• The problem:
None of the pictures should appear; the lines from the line containing "Target: orchard row" through the last line of the listing must be repeated exactly.

- Opening Delimiter -

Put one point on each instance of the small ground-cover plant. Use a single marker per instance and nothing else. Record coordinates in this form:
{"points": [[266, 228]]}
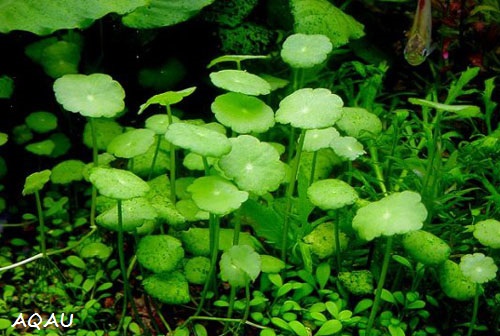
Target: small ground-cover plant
{"points": [[304, 210]]}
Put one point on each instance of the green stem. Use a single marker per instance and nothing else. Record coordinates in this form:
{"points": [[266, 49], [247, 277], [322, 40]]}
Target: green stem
{"points": [[172, 161], [214, 250], [121, 256], [313, 167], [289, 194], [41, 221], [380, 286], [337, 243], [377, 168], [474, 310], [95, 162], [155, 155]]}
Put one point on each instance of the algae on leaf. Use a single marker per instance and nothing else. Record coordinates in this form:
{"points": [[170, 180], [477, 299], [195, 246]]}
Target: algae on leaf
{"points": [[161, 13], [321, 17]]}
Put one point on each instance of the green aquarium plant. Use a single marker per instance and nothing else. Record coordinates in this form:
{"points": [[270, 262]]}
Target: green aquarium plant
{"points": [[120, 185], [398, 213], [478, 269]]}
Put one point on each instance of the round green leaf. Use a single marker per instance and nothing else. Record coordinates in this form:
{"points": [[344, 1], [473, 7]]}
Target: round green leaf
{"points": [[117, 183], [160, 253], [158, 123], [240, 81], [242, 113], [347, 147], [330, 327], [216, 195], [169, 288], [96, 95], [45, 147], [3, 138], [36, 181], [331, 194], [167, 98], [239, 265], [356, 121], [105, 131], [67, 171], [305, 51], [488, 233], [132, 143], [317, 139], [394, 214], [136, 213], [255, 166], [310, 108], [41, 122], [198, 139], [76, 262]]}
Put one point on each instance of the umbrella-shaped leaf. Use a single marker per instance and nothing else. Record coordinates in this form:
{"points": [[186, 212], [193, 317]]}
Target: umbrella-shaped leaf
{"points": [[305, 51], [198, 139], [197, 269], [331, 194], [310, 108], [67, 171], [317, 139], [356, 120], [45, 147], [347, 147], [105, 131], [135, 212], [244, 114], [321, 17], [167, 98], [36, 181], [132, 143], [478, 268], [44, 17], [118, 183], [41, 122], [234, 58], [161, 13], [216, 195], [240, 81], [255, 166], [96, 95], [488, 233], [158, 123], [169, 288], [160, 253], [239, 265], [394, 214]]}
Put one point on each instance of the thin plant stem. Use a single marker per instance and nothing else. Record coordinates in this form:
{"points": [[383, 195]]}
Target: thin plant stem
{"points": [[214, 250], [380, 286], [313, 167], [338, 254], [121, 256], [377, 168], [41, 221], [289, 194], [155, 156], [474, 310], [95, 162], [172, 160]]}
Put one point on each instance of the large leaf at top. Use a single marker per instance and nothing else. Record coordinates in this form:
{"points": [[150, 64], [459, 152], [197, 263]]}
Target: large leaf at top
{"points": [[321, 17], [161, 13], [43, 17]]}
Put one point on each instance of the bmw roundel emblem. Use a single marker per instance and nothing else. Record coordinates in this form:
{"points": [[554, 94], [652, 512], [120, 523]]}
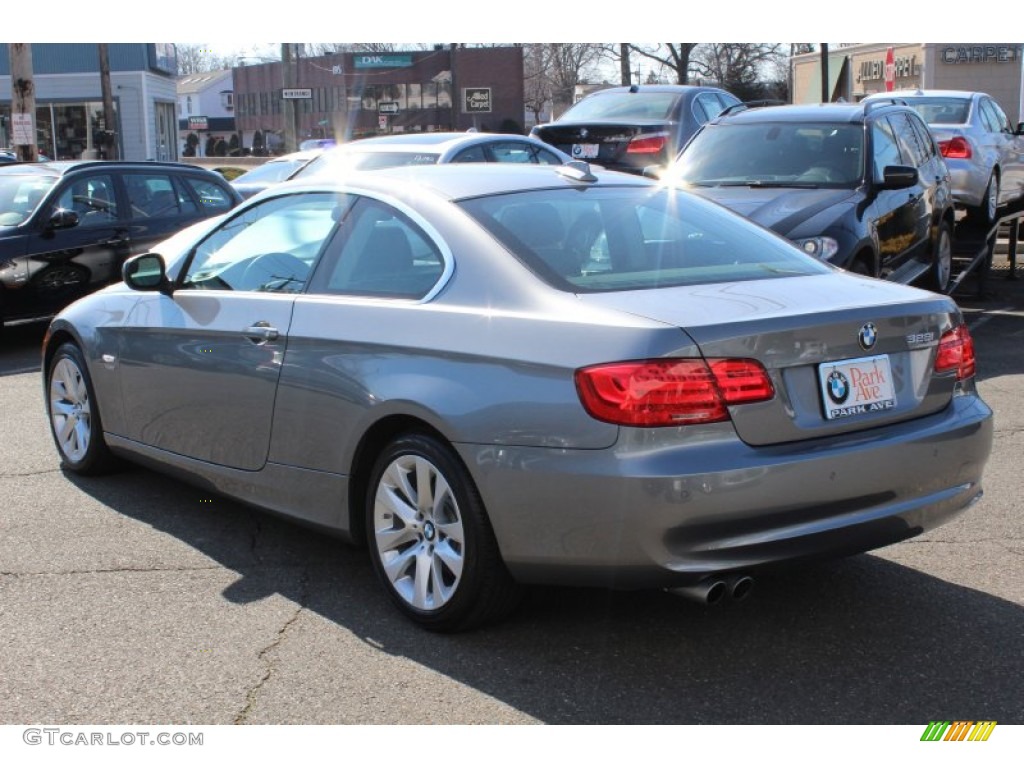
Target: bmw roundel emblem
{"points": [[838, 386], [867, 336]]}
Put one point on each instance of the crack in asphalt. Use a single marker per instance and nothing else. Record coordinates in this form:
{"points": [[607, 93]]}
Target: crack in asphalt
{"points": [[30, 474], [253, 692]]}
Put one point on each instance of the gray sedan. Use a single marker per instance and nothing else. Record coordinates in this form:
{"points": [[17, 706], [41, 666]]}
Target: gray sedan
{"points": [[534, 375], [984, 153]]}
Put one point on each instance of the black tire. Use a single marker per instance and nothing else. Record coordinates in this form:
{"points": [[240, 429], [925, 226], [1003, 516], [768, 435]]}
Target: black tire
{"points": [[940, 272], [74, 416], [435, 554], [986, 213]]}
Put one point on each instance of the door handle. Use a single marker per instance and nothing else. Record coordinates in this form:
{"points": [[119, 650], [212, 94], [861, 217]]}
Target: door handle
{"points": [[261, 332]]}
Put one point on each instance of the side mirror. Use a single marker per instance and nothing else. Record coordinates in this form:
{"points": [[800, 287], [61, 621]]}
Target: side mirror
{"points": [[146, 272], [899, 176], [62, 219]]}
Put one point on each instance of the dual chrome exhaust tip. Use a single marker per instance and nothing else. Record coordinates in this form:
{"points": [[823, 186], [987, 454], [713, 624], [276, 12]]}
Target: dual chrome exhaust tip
{"points": [[714, 590]]}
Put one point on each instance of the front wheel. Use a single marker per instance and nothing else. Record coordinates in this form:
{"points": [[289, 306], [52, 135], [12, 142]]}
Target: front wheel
{"points": [[74, 417], [430, 541], [942, 260]]}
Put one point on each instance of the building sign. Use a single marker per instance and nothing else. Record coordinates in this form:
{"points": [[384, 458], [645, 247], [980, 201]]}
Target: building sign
{"points": [[370, 61], [902, 67], [981, 54], [475, 99]]}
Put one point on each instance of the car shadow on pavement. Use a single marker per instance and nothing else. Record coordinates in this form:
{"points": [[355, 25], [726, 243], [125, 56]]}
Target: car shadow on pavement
{"points": [[857, 641]]}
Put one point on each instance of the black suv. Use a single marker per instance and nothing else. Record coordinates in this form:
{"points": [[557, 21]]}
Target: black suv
{"points": [[862, 186], [66, 227], [630, 127]]}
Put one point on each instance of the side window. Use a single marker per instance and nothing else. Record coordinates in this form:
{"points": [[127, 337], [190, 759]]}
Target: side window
{"points": [[92, 199], [383, 254], [212, 197], [155, 196], [907, 140], [885, 151], [925, 138], [270, 247], [707, 107], [995, 120]]}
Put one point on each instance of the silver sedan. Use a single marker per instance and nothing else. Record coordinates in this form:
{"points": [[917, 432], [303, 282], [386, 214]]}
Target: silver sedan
{"points": [[532, 375], [984, 153]]}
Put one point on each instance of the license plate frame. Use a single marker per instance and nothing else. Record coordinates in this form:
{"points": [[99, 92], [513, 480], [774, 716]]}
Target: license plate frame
{"points": [[585, 152], [856, 386]]}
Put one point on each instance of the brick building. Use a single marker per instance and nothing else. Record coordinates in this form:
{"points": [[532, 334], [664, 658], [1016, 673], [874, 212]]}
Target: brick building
{"points": [[349, 95]]}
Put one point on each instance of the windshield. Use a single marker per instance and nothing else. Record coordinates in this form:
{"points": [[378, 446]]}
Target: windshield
{"points": [[941, 111], [20, 196], [625, 239], [621, 107], [799, 155], [336, 162]]}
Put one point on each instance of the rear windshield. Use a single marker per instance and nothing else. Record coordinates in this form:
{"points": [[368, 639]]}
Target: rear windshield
{"points": [[625, 239], [622, 107], [801, 155], [941, 111]]}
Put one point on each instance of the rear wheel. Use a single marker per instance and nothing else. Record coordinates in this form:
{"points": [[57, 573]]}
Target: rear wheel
{"points": [[430, 541], [75, 422], [986, 213], [942, 260]]}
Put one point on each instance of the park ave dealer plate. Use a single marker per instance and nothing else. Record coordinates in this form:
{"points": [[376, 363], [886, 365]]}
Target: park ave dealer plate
{"points": [[585, 152], [857, 386]]}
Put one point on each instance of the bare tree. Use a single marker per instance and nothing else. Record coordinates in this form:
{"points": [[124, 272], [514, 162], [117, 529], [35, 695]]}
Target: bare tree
{"points": [[739, 68], [675, 56], [196, 57]]}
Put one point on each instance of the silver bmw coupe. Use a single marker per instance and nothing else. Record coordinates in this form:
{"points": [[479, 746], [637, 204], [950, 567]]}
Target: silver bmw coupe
{"points": [[498, 376]]}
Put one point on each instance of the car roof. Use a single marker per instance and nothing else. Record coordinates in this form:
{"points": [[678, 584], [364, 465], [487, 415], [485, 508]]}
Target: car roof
{"points": [[441, 140], [459, 181], [833, 113], [922, 92]]}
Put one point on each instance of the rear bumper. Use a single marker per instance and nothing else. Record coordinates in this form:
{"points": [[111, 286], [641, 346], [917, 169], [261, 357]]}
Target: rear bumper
{"points": [[643, 515]]}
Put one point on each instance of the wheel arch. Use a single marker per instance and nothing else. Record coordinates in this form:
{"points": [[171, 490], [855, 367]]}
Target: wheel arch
{"points": [[370, 446]]}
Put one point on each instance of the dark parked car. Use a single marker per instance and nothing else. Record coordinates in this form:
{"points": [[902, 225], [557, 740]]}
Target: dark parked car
{"points": [[527, 374], [862, 186], [631, 127], [67, 227]]}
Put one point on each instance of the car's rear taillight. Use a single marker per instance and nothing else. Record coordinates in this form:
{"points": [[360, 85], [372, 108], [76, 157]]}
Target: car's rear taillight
{"points": [[650, 143], [955, 353], [672, 391], [956, 147]]}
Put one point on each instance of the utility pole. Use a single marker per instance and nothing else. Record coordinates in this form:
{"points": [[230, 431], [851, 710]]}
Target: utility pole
{"points": [[289, 107], [109, 136], [23, 102]]}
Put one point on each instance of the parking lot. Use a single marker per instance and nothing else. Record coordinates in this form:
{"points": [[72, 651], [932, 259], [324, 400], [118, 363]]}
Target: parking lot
{"points": [[136, 599]]}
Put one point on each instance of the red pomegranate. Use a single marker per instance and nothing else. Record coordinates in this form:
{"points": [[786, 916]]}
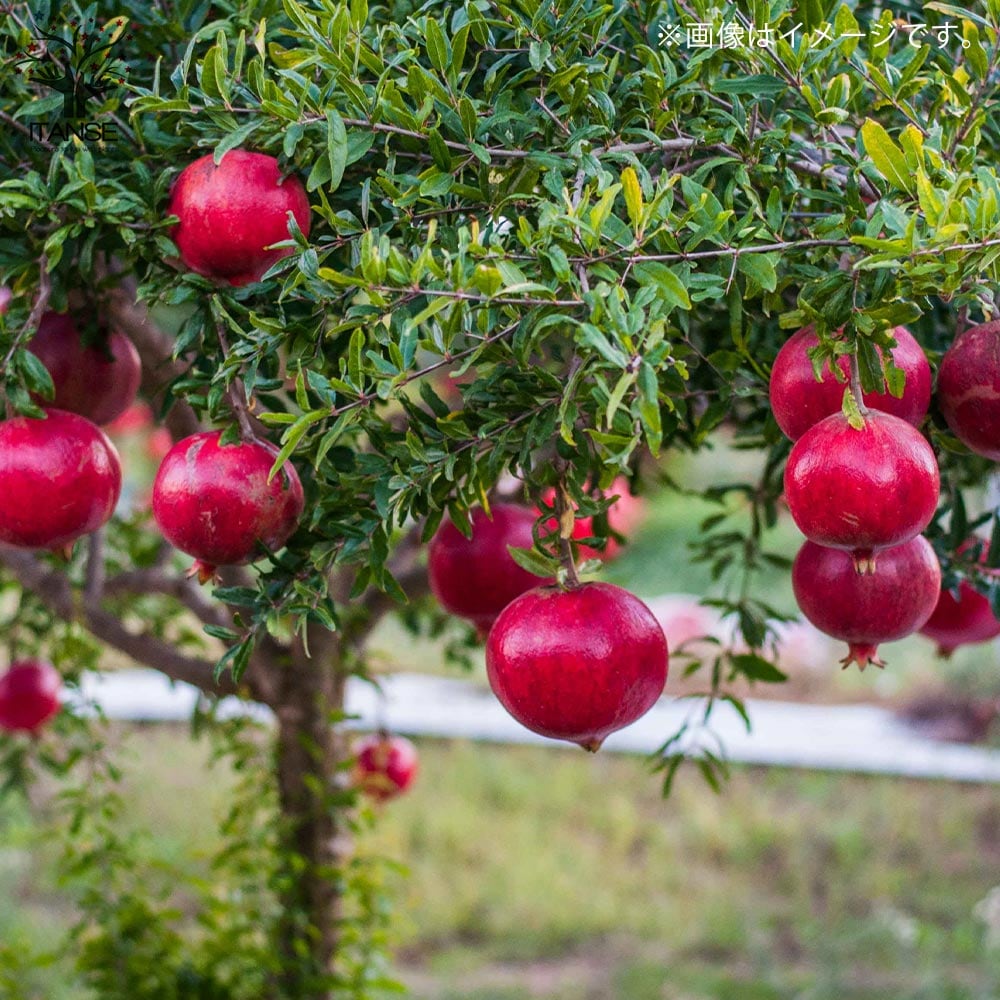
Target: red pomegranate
{"points": [[968, 389], [577, 664], [476, 578], [229, 213], [99, 382], [798, 401], [214, 502], [967, 620], [29, 695], [624, 515], [60, 478], [862, 490], [384, 766], [865, 610]]}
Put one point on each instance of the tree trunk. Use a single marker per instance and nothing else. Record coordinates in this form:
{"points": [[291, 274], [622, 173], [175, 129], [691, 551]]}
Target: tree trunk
{"points": [[317, 841]]}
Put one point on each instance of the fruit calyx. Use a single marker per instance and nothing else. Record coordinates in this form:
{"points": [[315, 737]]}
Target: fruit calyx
{"points": [[863, 654]]}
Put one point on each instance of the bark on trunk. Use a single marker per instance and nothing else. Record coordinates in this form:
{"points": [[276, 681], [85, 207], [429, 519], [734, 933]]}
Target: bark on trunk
{"points": [[317, 842]]}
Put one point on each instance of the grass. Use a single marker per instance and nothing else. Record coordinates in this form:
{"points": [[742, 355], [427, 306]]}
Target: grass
{"points": [[546, 874]]}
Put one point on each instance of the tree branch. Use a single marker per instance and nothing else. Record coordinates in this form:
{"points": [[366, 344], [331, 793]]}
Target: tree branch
{"points": [[157, 581], [155, 348], [53, 588]]}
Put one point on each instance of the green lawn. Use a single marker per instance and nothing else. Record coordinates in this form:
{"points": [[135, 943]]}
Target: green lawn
{"points": [[547, 874]]}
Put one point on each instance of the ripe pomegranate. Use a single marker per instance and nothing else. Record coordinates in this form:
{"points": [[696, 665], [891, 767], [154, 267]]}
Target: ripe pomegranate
{"points": [[29, 695], [969, 389], [862, 490], [798, 401], [99, 382], [476, 578], [969, 619], [60, 478], [867, 610], [214, 502], [229, 213], [384, 766], [624, 515], [577, 664]]}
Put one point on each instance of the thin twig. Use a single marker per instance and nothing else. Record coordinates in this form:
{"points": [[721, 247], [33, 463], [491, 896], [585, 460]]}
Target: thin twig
{"points": [[37, 311], [237, 394]]}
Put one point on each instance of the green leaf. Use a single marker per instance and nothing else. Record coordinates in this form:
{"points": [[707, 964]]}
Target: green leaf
{"points": [[336, 146], [756, 668], [668, 284], [437, 47], [234, 139], [633, 196], [886, 155], [760, 267], [534, 562]]}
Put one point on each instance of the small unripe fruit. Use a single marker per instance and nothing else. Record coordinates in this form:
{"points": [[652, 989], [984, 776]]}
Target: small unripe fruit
{"points": [[229, 213]]}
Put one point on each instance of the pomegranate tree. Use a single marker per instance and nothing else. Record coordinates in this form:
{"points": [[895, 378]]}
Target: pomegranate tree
{"points": [[867, 609], [60, 479], [577, 664], [968, 389], [231, 212], [29, 695], [476, 578], [384, 765], [862, 489], [965, 619], [799, 400], [214, 502], [99, 380]]}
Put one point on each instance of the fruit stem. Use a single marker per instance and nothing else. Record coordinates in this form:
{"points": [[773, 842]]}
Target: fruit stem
{"points": [[567, 519], [856, 385], [237, 394]]}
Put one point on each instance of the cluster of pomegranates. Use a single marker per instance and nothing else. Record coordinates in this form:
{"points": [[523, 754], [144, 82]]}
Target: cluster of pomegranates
{"points": [[862, 495], [570, 662], [60, 477]]}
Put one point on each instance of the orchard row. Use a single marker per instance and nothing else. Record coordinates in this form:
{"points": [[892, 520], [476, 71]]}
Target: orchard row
{"points": [[573, 661]]}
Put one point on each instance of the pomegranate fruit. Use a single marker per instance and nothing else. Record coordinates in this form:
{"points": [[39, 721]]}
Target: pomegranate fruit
{"points": [[798, 401], [968, 389], [214, 502], [624, 515], [476, 578], [60, 478], [866, 610], [965, 620], [231, 212], [862, 490], [100, 381], [577, 664], [384, 766], [29, 695]]}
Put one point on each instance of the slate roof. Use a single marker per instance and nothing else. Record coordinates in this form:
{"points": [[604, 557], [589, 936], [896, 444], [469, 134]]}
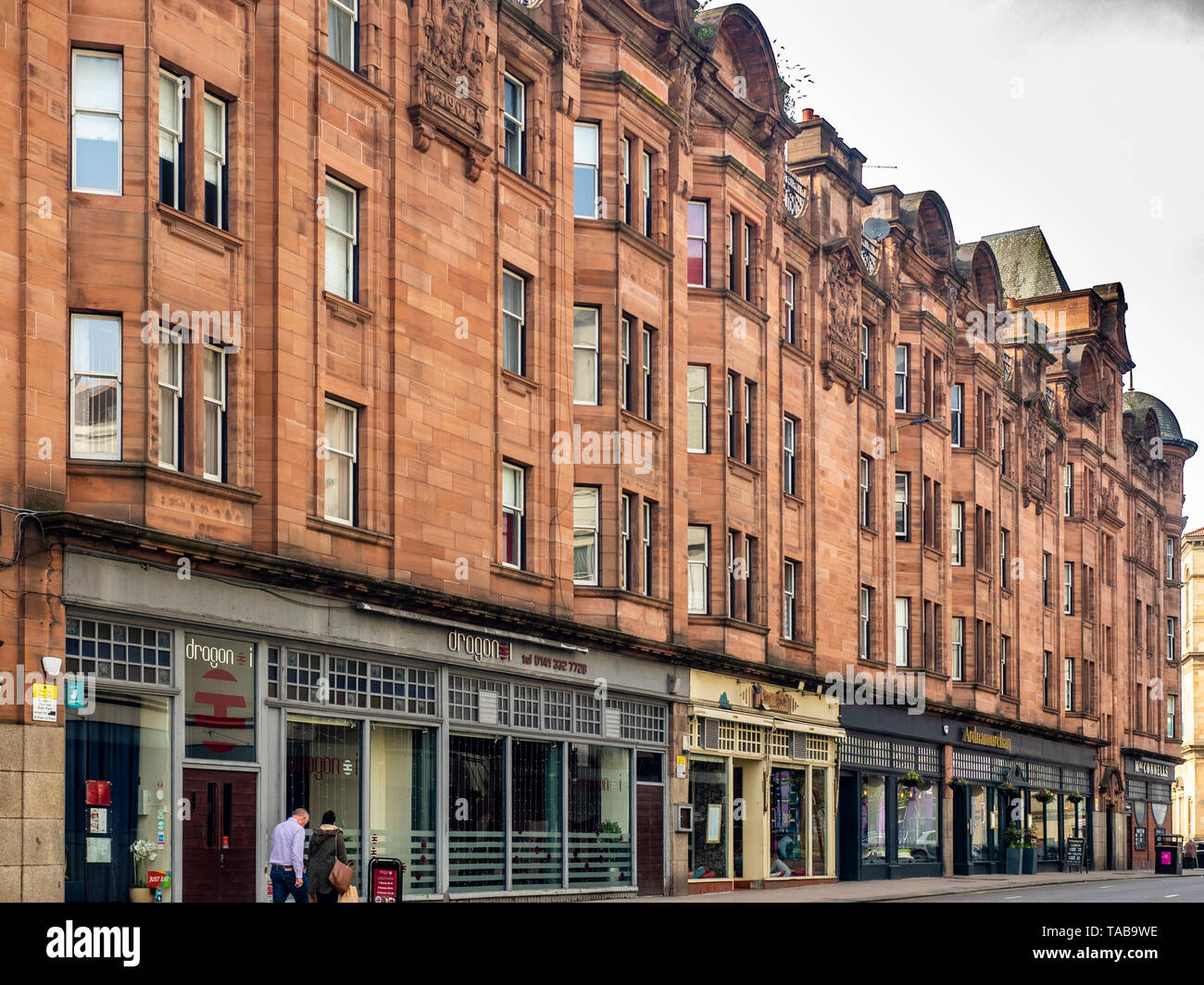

- Closing Delimiter -

• The completed task:
Target: orchard row
{"points": [[573, 661]]}
Put one point on each instance of the pomegranate fruit. Use a single marker per instance and nothing else. Record coordinates in this form:
{"points": [[39, 721]]}
Target: pomegranate fruit
{"points": [[798, 401], [968, 389], [214, 502], [624, 515], [476, 578], [60, 478], [866, 610], [965, 620], [231, 212], [862, 490], [100, 381], [577, 664], [384, 766], [29, 695]]}
Put one point on each instance of the slate roof. Use a single marker per instance and nothing else. Record coordinates in this form:
{"points": [[604, 557], [589, 936], [896, 444], [469, 134]]}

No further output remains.